Task description:
Copy all of the data below word for word, leaving out the pictures.

The data:
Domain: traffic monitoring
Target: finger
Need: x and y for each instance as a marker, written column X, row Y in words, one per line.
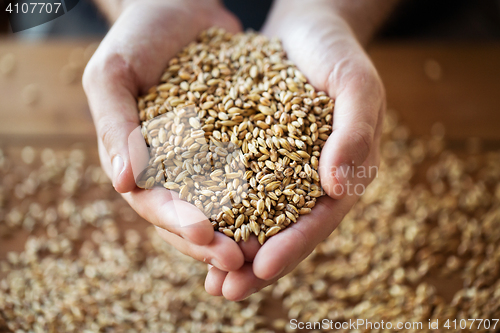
column 222, row 252
column 110, row 90
column 163, row 209
column 356, row 116
column 214, row 281
column 295, row 243
column 250, row 248
column 240, row 284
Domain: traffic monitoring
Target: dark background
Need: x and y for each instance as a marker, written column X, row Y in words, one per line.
column 413, row 19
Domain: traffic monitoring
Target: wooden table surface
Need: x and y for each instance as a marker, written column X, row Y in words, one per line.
column 465, row 97
column 456, row 85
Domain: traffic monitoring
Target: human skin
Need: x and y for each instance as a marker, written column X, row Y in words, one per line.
column 324, row 38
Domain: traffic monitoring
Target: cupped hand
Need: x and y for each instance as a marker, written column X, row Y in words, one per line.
column 130, row 60
column 325, row 48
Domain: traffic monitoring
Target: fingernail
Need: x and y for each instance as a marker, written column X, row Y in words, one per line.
column 343, row 174
column 277, row 274
column 117, row 167
column 250, row 292
column 215, row 263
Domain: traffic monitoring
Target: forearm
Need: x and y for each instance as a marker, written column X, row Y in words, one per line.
column 363, row 17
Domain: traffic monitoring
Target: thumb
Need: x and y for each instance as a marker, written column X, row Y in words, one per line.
column 115, row 116
column 357, row 110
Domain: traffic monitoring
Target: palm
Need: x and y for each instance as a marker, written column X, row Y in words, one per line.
column 128, row 62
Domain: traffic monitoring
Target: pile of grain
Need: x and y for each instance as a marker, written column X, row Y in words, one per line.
column 236, row 129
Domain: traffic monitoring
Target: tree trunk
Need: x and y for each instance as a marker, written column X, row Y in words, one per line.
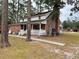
column 4, row 25
column 29, row 21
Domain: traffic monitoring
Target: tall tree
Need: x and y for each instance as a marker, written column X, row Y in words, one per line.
column 55, row 5
column 4, row 25
column 29, row 21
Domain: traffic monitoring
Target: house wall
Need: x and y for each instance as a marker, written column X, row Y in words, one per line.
column 14, row 28
column 50, row 24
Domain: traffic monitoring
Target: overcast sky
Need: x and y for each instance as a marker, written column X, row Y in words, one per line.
column 64, row 12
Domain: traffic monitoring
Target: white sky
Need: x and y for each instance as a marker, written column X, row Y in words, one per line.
column 64, row 12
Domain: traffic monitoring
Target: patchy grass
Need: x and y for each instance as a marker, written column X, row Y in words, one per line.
column 24, row 50
column 67, row 37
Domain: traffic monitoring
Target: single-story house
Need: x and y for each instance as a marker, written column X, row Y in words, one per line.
column 40, row 26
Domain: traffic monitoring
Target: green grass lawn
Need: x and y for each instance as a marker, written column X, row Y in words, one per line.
column 24, row 50
column 20, row 49
column 67, row 37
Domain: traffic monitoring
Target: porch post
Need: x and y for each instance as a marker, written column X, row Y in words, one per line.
column 32, row 26
column 39, row 28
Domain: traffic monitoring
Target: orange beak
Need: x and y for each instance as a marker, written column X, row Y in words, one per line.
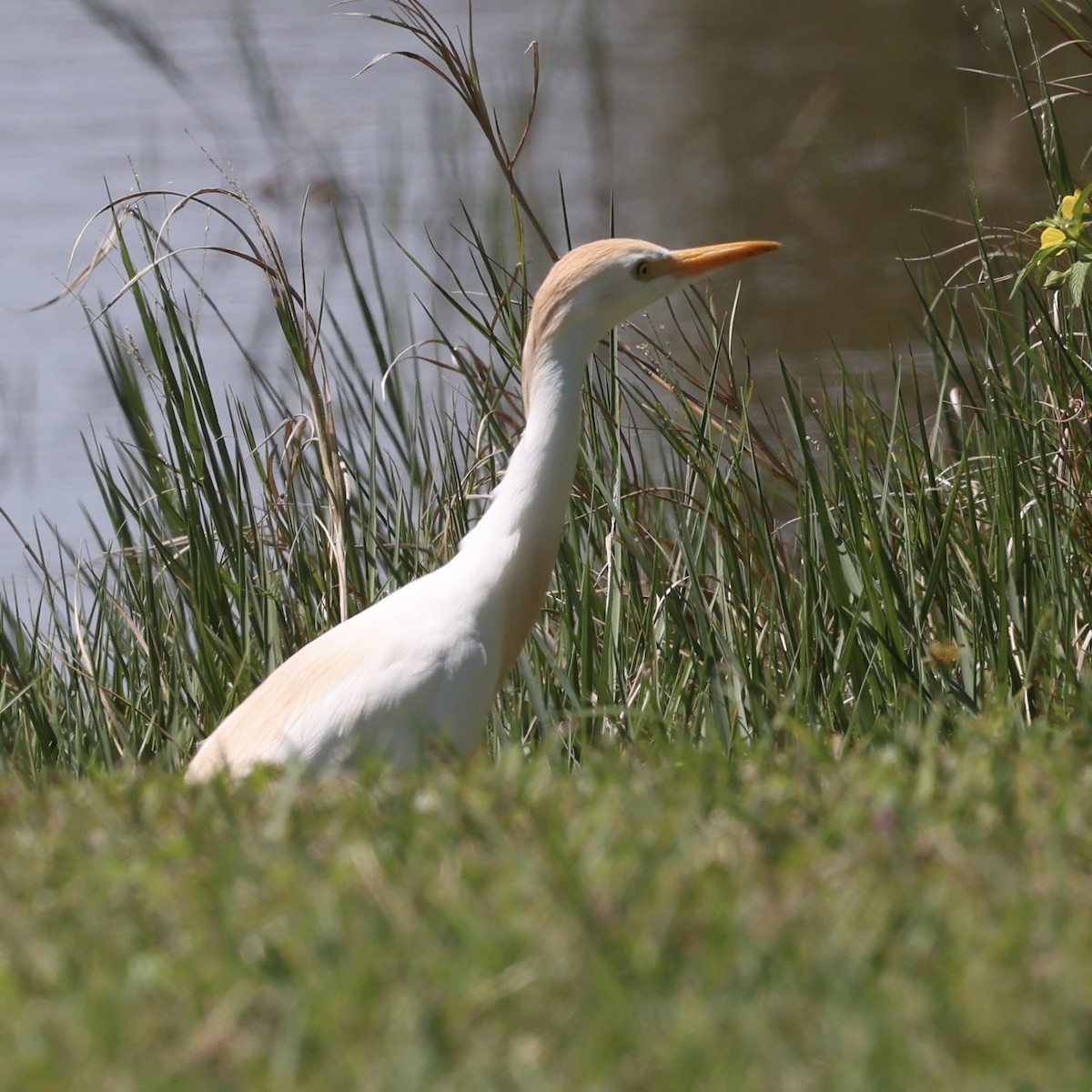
column 699, row 260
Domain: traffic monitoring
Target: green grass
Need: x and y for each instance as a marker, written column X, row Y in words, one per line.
column 791, row 787
column 906, row 917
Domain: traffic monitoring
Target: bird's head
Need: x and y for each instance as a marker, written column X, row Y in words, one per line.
column 599, row 285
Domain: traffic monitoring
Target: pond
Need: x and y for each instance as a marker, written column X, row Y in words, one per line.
column 824, row 126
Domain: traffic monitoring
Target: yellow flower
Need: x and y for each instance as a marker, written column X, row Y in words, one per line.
column 1068, row 205
column 1052, row 236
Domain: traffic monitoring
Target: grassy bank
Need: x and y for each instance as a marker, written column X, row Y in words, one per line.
column 909, row 917
column 792, row 785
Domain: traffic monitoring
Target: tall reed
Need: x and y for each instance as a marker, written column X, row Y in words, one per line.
column 836, row 573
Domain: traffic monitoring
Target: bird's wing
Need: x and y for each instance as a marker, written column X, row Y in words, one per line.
column 409, row 671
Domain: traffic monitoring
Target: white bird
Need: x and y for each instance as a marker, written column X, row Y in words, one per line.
column 420, row 667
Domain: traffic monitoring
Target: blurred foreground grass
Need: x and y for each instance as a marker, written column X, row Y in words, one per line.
column 659, row 918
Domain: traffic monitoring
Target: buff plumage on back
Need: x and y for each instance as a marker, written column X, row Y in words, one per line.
column 419, row 670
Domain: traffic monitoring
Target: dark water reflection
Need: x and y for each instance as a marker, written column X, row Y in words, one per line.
column 824, row 126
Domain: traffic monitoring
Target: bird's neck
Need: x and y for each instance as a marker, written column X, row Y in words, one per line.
column 517, row 540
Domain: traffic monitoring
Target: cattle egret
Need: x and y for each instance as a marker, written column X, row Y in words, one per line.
column 420, row 667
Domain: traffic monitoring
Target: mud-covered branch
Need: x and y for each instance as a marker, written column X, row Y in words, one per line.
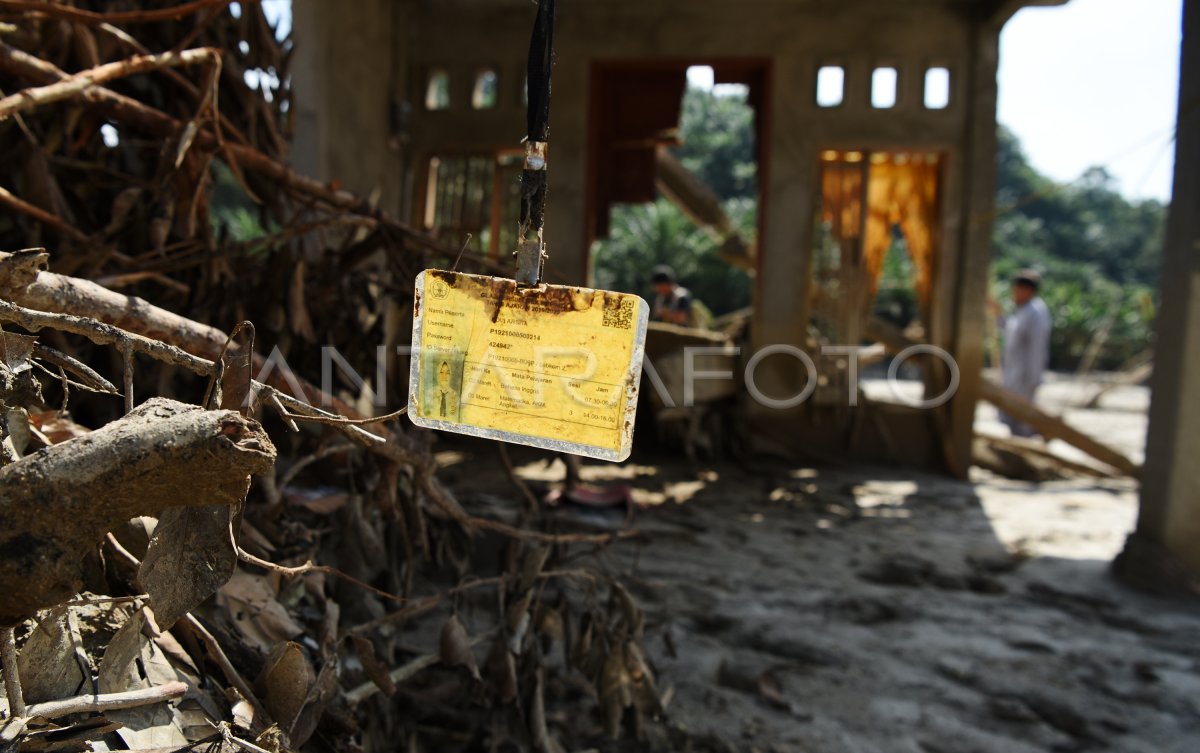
column 55, row 505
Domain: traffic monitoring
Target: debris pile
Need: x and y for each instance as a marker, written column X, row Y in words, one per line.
column 198, row 544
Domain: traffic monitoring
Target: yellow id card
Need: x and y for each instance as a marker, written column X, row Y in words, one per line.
column 553, row 366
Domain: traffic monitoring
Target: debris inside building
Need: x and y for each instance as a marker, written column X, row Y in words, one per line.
column 234, row 253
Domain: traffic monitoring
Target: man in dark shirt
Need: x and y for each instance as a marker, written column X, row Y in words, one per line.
column 672, row 301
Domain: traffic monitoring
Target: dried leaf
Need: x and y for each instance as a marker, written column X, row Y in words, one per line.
column 286, row 681
column 131, row 662
column 319, row 696
column 250, row 602
column 298, row 312
column 189, row 559
column 47, row 662
column 372, row 666
column 16, row 351
column 550, row 624
column 502, row 672
column 616, row 691
column 123, row 204
column 237, row 372
column 455, row 646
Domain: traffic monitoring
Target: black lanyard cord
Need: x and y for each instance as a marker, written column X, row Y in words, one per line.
column 533, row 176
column 541, row 53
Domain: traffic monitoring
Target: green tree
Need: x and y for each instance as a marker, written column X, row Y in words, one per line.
column 1098, row 253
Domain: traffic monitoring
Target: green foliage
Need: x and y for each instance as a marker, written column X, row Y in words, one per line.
column 232, row 210
column 647, row 235
column 718, row 145
column 1097, row 251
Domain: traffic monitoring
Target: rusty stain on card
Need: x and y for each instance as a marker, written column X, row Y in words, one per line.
column 555, row 366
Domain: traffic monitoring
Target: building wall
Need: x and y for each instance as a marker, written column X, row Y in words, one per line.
column 793, row 37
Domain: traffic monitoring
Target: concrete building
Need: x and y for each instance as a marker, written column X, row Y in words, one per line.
column 420, row 103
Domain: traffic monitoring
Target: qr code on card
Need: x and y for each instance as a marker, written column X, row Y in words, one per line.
column 618, row 313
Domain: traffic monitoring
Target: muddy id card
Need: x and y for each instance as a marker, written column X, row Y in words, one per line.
column 553, row 367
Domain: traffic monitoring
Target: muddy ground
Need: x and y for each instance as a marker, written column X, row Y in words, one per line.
column 876, row 609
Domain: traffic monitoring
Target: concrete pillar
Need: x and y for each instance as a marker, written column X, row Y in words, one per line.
column 1164, row 552
column 345, row 72
column 978, row 204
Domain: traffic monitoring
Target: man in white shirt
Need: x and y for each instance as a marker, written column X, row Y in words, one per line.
column 1026, row 344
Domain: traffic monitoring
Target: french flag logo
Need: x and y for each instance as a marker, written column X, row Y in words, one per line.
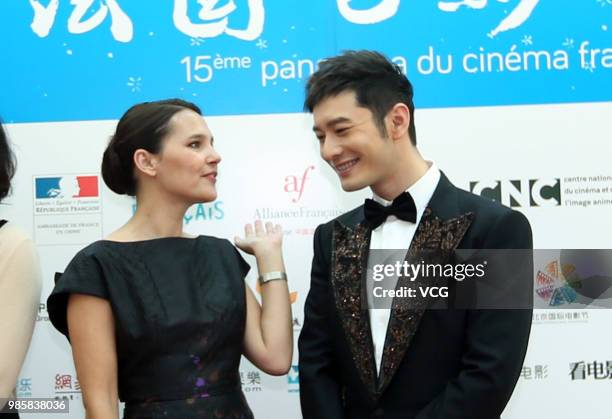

Correct result:
Domain: traffic monitoring
Target: finger
Need: x and y for each instance as a marker, written column X, row Y in words, one per line.
column 222, row 252
column 110, row 90
column 163, row 209
column 356, row 116
column 214, row 281
column 295, row 243
column 250, row 248
column 240, row 284
Domain: traffic monitoring
Target: dark background
Need: x and y for each instance as a marker, written column X, row Y in words, one per line.
column 413, row 19
Domain: traffic monitoring
Target: wooden table surface
Need: x and y for each instance as a marker, written column X, row Y in words, one per line.
column 465, row 97
column 456, row 85
Domain: traffic monitoring
Target: human skin
Need: x and y for each instance as a marker, written column X, row Y in words, one per line.
column 324, row 38
Domain: traffic monitoring
Target: cupped hand
Need: x and y for each instance as a marker, written column X, row Y in words, one per line.
column 130, row 60
column 325, row 48
Domain: traffic monitoring
Target: fingernail
Need: x and y for each instance as a marker, written column X, row Y in words, one per line.
column 343, row 174
column 277, row 274
column 117, row 167
column 250, row 292
column 215, row 263
Domain: traffic monitoring
Target: forearm
Need: x and y for each instance as a marker, written column X, row Y in words, one per line.
column 363, row 17
Domain: traffic monitoring
Target: thumb
Need: x and y for each instance as a marker, written column X, row Y in words, one per line.
column 115, row 116
column 357, row 110
Domain: traffic monitoring
Target: palm
Need: x and y for each instance as a marker, written column X, row Y in words, one per line.
column 128, row 62
Domain: traffic monitoring
Target: pile of grain
Need: x and y for each instance as a marker, written column X, row Y in words, one per line.
column 236, row 129
Domain: traffic monitoring
Target: tree trunk
Need: x and y for each instance as a marker, written column X, row Y in words, one per line.
column 4, row 25
column 29, row 21
Domain: traffic monitoring
Target: tall tree
Need: x and y for each instance as a marker, written column X, row Y in words, one per line.
column 55, row 5
column 4, row 25
column 29, row 21
Domain: traffic monitoring
Target: house wall
Need: x and y for each instance as a marker, written column X, row Y in words, one per line.
column 14, row 28
column 50, row 24
Domain: traffic monitoring
Target: overcast sky
Need: x and y for each instance as a marker, written column X, row Y in words, one per line.
column 64, row 12
Domain: traffic monitoring
Target: white sky
Need: x and y for each instance as a marker, written column X, row Y in words, one per line.
column 64, row 12
Domain: traffic monitoring
Target: patchy grass
Need: x and y for each instance as a marker, written column X, row Y in words, one per line.
column 24, row 50
column 67, row 37
Domain: traffic monitoring
Target: single-story house
Need: x and y for each instance as a marker, written column X, row Y in words, one per line.
column 40, row 26
Domain: traffic monitoring
Target: green grass lawn
Need: x and y for each instance as a marker, written column X, row Y in words, one per line.
column 24, row 50
column 20, row 49
column 67, row 37
Domain: traffic monitoring
Target: porch post
Need: x and y for each instance as a marker, written column X, row Y in words, one per line.
column 32, row 26
column 39, row 28
Domain: traffic monitoring
Target: orange beak
Need: x and y for each instance as a marker, written column X, row Y in words, one per line.
column 699, row 260
Domain: traffic monitoring
Target: green grass
Need: x and y for each instance as a marker, written column X, row Y in words, one per line.
column 791, row 787
column 906, row 917
Domain: traffic monitoring
Target: bird's head
Need: x and y for each instance as a marker, written column X, row Y in words, one per line.
column 599, row 285
Domain: traffic monitoring
Target: pond
Need: x and y for each instance as a marker, written column X, row Y in words, one per line.
column 824, row 126
Domain: traffic monitoring
Target: yellow flower
Need: x and y for each instance as a marker, written column X, row Y in words, one per line.
column 1068, row 205
column 1052, row 236
Domain: traffic monitoring
Target: grassy bank
Need: x and y for each instance as a marker, written column X, row Y in words, one per line.
column 909, row 917
column 792, row 785
Domain: traffic monitoring
Target: tall reed
Need: x and y for each instance as a marker, written column X, row Y in words, one per line.
column 836, row 573
Domain: traffic monitoring
Target: bird's wing
Need: x and y for each instance as a marker, written column X, row Y in words, one per line.
column 409, row 671
Domain: traffic monitoring
Target: white bird
Need: x and y for each instance as a marker, written column X, row Y in words, one per line.
column 420, row 667
Domain: traffic monitoring
Target: blurred foreground grass
Need: x and y for each instance as a marker, written column X, row Y in words, one per line.
column 659, row 918
Domain: traffic monitoring
Target: buff plumage on back
Need: x and y for each instance as a marker, written column X, row Y in words, one per line.
column 419, row 670
Domain: traffic monitoring
Target: dark water reflection
Need: x and y for each instance as a marker, written column X, row Y in words, one per line.
column 824, row 126
Domain: traffic monitoring
Target: bird's neck
Need: x and y for each instance as a marker, written column X, row Y in words, one per line.
column 517, row 540
Domain: traffic monitoring
Target: cattle egret
Need: x and y for each instance as a marker, written column X, row Y in words, one per line.
column 420, row 667
Domain: traffic monitoring
Target: mud-covered branch
Need: x and y for each instance as a marker, written column X, row Y in words, one per line.
column 55, row 505
Domain: traffic monitoring
Target: debris pile
Need: x and y for each instance as a marker, written column X, row Y in words, one per line.
column 198, row 544
Domain: traffic monitoring
Target: yellow id card
Need: x and y for each instance as a marker, written column X, row Y in words, one per line.
column 553, row 366
Domain: traffic monitoring
Target: debris inside building
Need: x and y for each instance as a marker, written column X, row Y in words, one per line.
column 234, row 253
Domain: traffic monitoring
Target: man in dark shirt
Need: x and y for each instance as a marker, written column X, row Y in words, one per line.
column 672, row 301
Domain: traffic monitoring
Target: dried leaf
Need: x and y for each instance as a marker, written column X, row Y in words, one per line.
column 286, row 681
column 131, row 662
column 319, row 696
column 250, row 602
column 298, row 312
column 189, row 559
column 47, row 662
column 372, row 666
column 16, row 351
column 550, row 624
column 502, row 672
column 616, row 691
column 123, row 204
column 237, row 372
column 455, row 646
Domain: traffic monitoring
Target: black lanyard cord
Need: x and y for each instance as a marker, written column X, row Y in words, one per line.
column 533, row 176
column 541, row 53
Domain: traffic monitoring
Target: green tree
Need: x and y for each instance as a marker, written column X, row Y in words, one per line.
column 1098, row 253
Domain: traffic monitoring
Target: green foliage
Need: x and y for each instance as a marker, written column X, row Y in words, one per line.
column 232, row 210
column 647, row 235
column 718, row 145
column 1097, row 251
Domain: traffic monitoring
Target: rusty stain on card
Need: x and y for each instance as a marker, written column X, row Y in words, one per line.
column 555, row 366
Domain: traffic monitoring
Target: building wall
Need: x and y for each instance as a marker, written column X, row Y in words, one per line.
column 793, row 37
Domain: traffic monitoring
Target: concrete building
Need: x and y for each instance as a marker, written column X, row Y in words, one per line.
column 420, row 103
Domain: traffic monitoring
Target: qr code on card
Need: x and y for each instance as a marker, written column X, row Y in words, one per line.
column 618, row 313
Domain: traffic monitoring
Target: muddy id card
Need: x and y for each instance as a marker, written column X, row Y in words, one per line.
column 553, row 367
Domain: traffic monitoring
Target: muddy ground
Need: x and y for each instance as a marker, written column X, row Y in words, one per line.
column 876, row 609
Domain: traffic monitoring
Target: concrete pillar
Need: x and y for each instance as a marker, written column X, row Y in words, one per line.
column 1164, row 552
column 345, row 72
column 978, row 204
Domain: traffic monitoring
Target: man in white shirt
Need: x and y for each instance as a marker, written column X, row Y in words, one per line.
column 1026, row 344
Domain: traffic monitoring
Target: french flag logo
Need: x and y for each instance as a marker, written column X, row Y in words, one per line.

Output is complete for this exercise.